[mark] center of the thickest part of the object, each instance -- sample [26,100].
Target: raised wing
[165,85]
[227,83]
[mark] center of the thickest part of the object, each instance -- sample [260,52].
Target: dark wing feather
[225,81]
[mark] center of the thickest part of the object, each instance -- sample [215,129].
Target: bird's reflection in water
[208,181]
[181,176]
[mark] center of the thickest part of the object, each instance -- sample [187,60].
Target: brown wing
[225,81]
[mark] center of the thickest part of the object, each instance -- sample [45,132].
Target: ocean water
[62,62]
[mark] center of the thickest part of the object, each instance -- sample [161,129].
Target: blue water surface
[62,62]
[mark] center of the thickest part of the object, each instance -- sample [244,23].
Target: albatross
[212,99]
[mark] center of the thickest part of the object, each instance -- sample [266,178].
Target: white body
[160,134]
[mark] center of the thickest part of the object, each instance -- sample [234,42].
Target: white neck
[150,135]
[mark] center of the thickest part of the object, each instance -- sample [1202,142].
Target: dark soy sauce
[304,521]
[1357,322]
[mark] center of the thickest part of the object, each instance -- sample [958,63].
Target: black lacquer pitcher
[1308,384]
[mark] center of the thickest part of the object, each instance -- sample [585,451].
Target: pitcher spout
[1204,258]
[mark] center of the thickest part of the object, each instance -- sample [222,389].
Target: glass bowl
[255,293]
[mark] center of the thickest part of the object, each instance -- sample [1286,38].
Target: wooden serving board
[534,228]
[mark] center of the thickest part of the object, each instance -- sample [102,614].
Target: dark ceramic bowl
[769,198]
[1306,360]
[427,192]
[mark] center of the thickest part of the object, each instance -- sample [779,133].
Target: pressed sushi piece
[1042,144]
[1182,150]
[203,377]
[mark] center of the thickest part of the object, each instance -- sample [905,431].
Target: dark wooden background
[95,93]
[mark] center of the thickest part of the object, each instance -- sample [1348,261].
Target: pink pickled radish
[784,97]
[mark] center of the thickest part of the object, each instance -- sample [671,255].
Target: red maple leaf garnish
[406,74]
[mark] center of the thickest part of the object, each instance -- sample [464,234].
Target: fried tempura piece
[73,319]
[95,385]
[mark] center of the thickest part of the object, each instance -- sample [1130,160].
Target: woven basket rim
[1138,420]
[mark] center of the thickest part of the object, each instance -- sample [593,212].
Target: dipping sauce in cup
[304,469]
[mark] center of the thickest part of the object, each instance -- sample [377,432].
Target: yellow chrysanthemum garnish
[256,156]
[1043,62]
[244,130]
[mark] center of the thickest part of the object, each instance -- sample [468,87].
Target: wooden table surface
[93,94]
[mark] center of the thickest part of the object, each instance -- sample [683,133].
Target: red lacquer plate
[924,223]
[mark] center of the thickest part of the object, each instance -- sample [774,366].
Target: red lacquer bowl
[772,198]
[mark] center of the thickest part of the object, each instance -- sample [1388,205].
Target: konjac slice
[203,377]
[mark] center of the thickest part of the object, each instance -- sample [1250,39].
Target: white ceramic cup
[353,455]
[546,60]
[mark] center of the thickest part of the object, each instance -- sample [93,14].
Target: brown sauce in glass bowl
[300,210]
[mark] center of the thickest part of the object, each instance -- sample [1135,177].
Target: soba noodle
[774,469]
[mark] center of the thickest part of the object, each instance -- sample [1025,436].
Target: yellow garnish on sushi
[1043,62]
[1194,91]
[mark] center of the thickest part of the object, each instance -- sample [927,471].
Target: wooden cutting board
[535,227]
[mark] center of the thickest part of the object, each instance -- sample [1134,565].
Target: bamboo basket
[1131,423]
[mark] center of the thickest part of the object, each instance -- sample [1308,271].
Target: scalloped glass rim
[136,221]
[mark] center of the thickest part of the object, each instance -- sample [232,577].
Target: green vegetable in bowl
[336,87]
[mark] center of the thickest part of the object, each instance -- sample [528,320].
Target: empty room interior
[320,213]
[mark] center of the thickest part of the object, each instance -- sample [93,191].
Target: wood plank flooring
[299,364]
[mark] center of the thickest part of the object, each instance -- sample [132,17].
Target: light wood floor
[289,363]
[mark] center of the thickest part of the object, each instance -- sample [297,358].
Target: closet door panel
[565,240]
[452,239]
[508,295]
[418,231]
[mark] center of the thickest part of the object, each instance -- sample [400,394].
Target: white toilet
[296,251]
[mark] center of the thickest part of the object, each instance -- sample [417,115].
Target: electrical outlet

EXERCISE GOAL ▸
Return each line of the records above exactly as it reads.

WRITTEN RESPONSE ▸
[mark] center of the thickest part of the object, each instance -- sample [26,100].
Target: raised wing
[165,85]
[227,83]
[mark] center of the thickest part of the object, each instance -- sample [260,52].
Target: dark wing feather
[225,81]
[mark] center of the thickest part of the object, each instance -- sample [215,129].
Target: bird's reflection in water
[208,181]
[181,176]
[mark] center of the thickest part of the object, each instance -- sample [187,60].
Target: brown wing
[225,81]
[mark] center of the thickest part of the object, each instance -- sample [45,132].
Target: ocean water
[62,62]
[mark] center of the thickest part of the object, each instance -- sample [161,129].
Target: blue water surface
[62,62]
[mark] center of the thickest part of the object, each instance -- sample [244,23].
Target: albatross
[212,99]
[mark] center of the thickest part of the object, each instance -- sample [266,178].
Target: white body
[160,134]
[mark] center of the thickest part of the object, each instance -- sample [234,42].
Target: white neck
[150,135]
[mark] center of the thickest part of the object, each instance -- sample [1202,142].
Target: dark soy sauce
[304,521]
[1357,322]
[mark] center of the thickest part of the object, each instance -- sample [958,63].
Target: black lacquer pitcher
[1308,384]
[mark] center of the thickest part of the object, each instance -- sample [585,451].
Target: pitcher spout
[1204,258]
[mark] center of the thickest part of the object, each instance -- sample [222,389].
Target: glass bowl
[255,293]
[mark] center of the thickest part of the object, each instance -- sample [1286,38].
Target: wooden serving board
[534,228]
[mark] center of the thickest part of the object, each instance -- sample [102,614].
Target: dark ceramic bowl
[769,198]
[1306,360]
[427,192]
[mark] center of the thickest part of the object, each instance -- sample [779,133].
Target: pressed sushi piece
[1042,144]
[1182,150]
[203,377]
[mark] center of the thickest part of the object, each instance -- sample [905,431].
Target: dark wooden background
[95,93]
[mark] center of the thickest part of the object, each instance -- sample [1348,261].
Target: pink pickled radish
[784,97]
[mark] center of the thickest part of the object, each instance -- sample [671,255].
Target: red maple leaf garnish
[406,74]
[mark] center of the thickest part of the object, each instance -- sample [464,234].
Target: fried tempura piece
[73,319]
[95,385]
[mark] center of the thickest part of the object, each instance -- sample [1130,160].
Target: woven basket rim
[1138,420]
[mark] center of the thickest part of the object, each instance -- sample [593,212].
Target: dipping sauce in cup
[304,469]
[mark] center of the thickest part of the object, each instance -- sample [377,432].
Target: yellow chrysanthemum garnish
[256,156]
[1043,62]
[244,130]
[mark] center of the thickest part of the object, each instance -- sample [468,87].
Target: wooden table surface
[93,94]
[mark] center of the thickest part of the object, each instance -- sample [683,133].
Target: red lacquer plate
[924,223]
[mark] center of the thickest part of the object, each instance -- sample [774,366].
Target: red lacquer bowl
[772,198]
[mark] center of the thickest part of the object, each instance -- sample [1388,205].
Target: konjac slice
[203,377]
[mark] center of the thickest part of the object, each instance -- sample [1250,39].
Target: white ceramic cup
[353,455]
[546,60]
[mark] center of the thickest part of the object, each instance -- sample [93,14].
Target: brown sauce in glass bowl
[300,210]
[mark] center of the thickest part of the object, each instance -- sample [1135,177].
Target: soba noodle
[774,469]
[mark] center of the thickest part of the object, each instance -- sample [1025,436].
Target: yellow garnish on sushi
[1043,62]
[1194,91]
[mark] center of the thickest part of the object, each instance -- sample [927,471].
Target: wooden cutting board
[535,227]
[mark] center of the thickest part of the object, each instance -- sample [1134,565].
Target: bamboo basket
[1131,423]
[mark] center of the thickest part of the object, each instance -- sample [1308,271].
Target: scalloped glass rim
[136,221]
[mark] center of the thickest part of the object, each instance -- sample [232,577].
Target: green vegetable in bowl
[336,87]
[mark] center of the thickest part of the object, each instance -- sample [528,320].
Target: empty room interior
[320,213]
[mark] center of the thickest part of the object, each instance -- sample [93,191].
Target: wood plank flooring
[299,364]
[mark] center of the thickest part of the object, each instance -- sample [132,17].
Target: light wood floor
[289,363]
[mark] center of the thickest part of the object, each instance -- sample [297,358].
Target: closet door panel
[565,240]
[452,239]
[508,295]
[418,231]
[mark] center of the thickest part of the object, each instance -- sample [400,394].
Target: white toilet
[296,251]
[mark] center of the thickest part of the object, each instance -- sample [417,115].
Target: electrical outlet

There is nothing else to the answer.